◆ PROBLEMAS E TAREFAS:
(1) Reproduza a passagem do trecho sobre o nanossatélite da Garatéa-L entre "O experimento da" e "orientação de aviões.", inclusive.
(2) Responda com base no trecho sobre o nanossatélite da Garatéa-L:
(a) Em que ano o Itasat foi lançado?
(b) Em quantas estações em território brasileiro o Itasat coleta dados?
(c) Acima de quantos quilômetros se localiza a ionosfera?

◆ TRECHO SELECIONADO:
########################################
O experimento da Garatéa-L deve ser montado em um nanossatélite a ser desenvolvido pelo Instituto Tecnológico de Aeronáutica (ITA) e testado em laboratório pelo Instituto Nacional de Pesquisas Espaciais (Inpe). Ele será uma versão aprimorada de dois nanossatélites: o Itasat e o Sport. Lançado em 2018, o primeiro coleta dados de temperatura, umidade e pressão em 900 estações instaladas em território brasileiro. Já o Sport, em desenvolvimento em parceria com a Nasa e duas outras instituições norte-americanas, deverá ficar pronto em 2020 e será usado para fazer medições da ionosfera. Localizada acima de 60 km, essa camada da atmosfera sofre a influência das tempestades solares, que podem danificar satélites e afetar a orientação de aviões.
########################################
◆ INFORMAÇÕES FORNECIDAS:
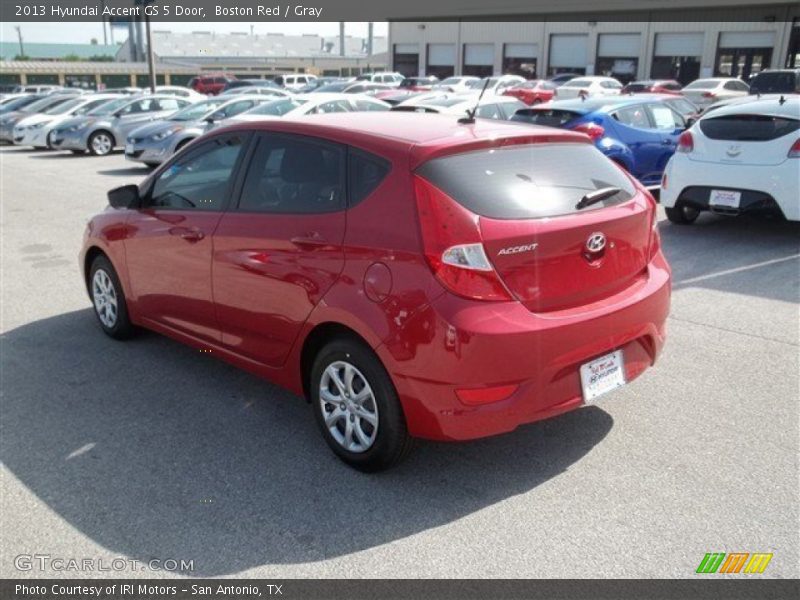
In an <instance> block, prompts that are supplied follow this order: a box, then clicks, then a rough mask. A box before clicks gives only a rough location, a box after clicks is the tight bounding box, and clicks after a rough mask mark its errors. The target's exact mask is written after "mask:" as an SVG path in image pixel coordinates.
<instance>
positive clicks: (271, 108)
mask: <svg viewBox="0 0 800 600" xmlns="http://www.w3.org/2000/svg"><path fill="white" fill-rule="evenodd" d="M389 107H390V105H389V104H388V103H386V102H382V101H380V100H376V99H375V98H370V97H369V96H360V95H356V94H325V93H318V94H296V95H294V96H291V97H288V98H279V99H277V100H273V101H272V102H265V103H264V104H262V105H260V106H257V107H255V108H253V109H251V110H248V111H247V112H243V113H241V114H239V115H236V116H235V117H233V118H231V119H227V120H226V121H225V124H226V125H228V124H233V123H241V122H244V121H261V120H263V119H274V118H278V117H299V116H303V115H321V114H328V113H334V112H358V111H368V110H389Z"/></svg>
########################################
◆ RESPOSTAS ÀS TAREFAS:
(1)
O experimento da Garatéa-L deve ser montado em um nanossatélite a ser desenvolvido pelo Instituto Tecnológico de Aeronáutica (ITA) e testado em laboratório pelo Instituto Nacional de Pesquisas Espaciais (Inpe). Ele será uma versão aprimorada de dois nanossatélites: o Itasat e o Sport. Lançado em 2018, o primeiro coleta dados de temperatura, umidade e pressão em 900 estações instaladas em território brasileiro. Já o Sport, em desenvolvimento em parceria com a Nasa e duas outras instituições norte-americanas, deverá ficar pronto em 2020 e será usado para fazer medições da ionosfera. Localizada acima de 60 km, essa camada da atmosfera sofre a influência das tempestades solares, que podem danificar satélites e afetar a orientação de aviões.

(2)
(a) Em 2018.
(b) Em 900 estações.
(c) Acima de 60 km.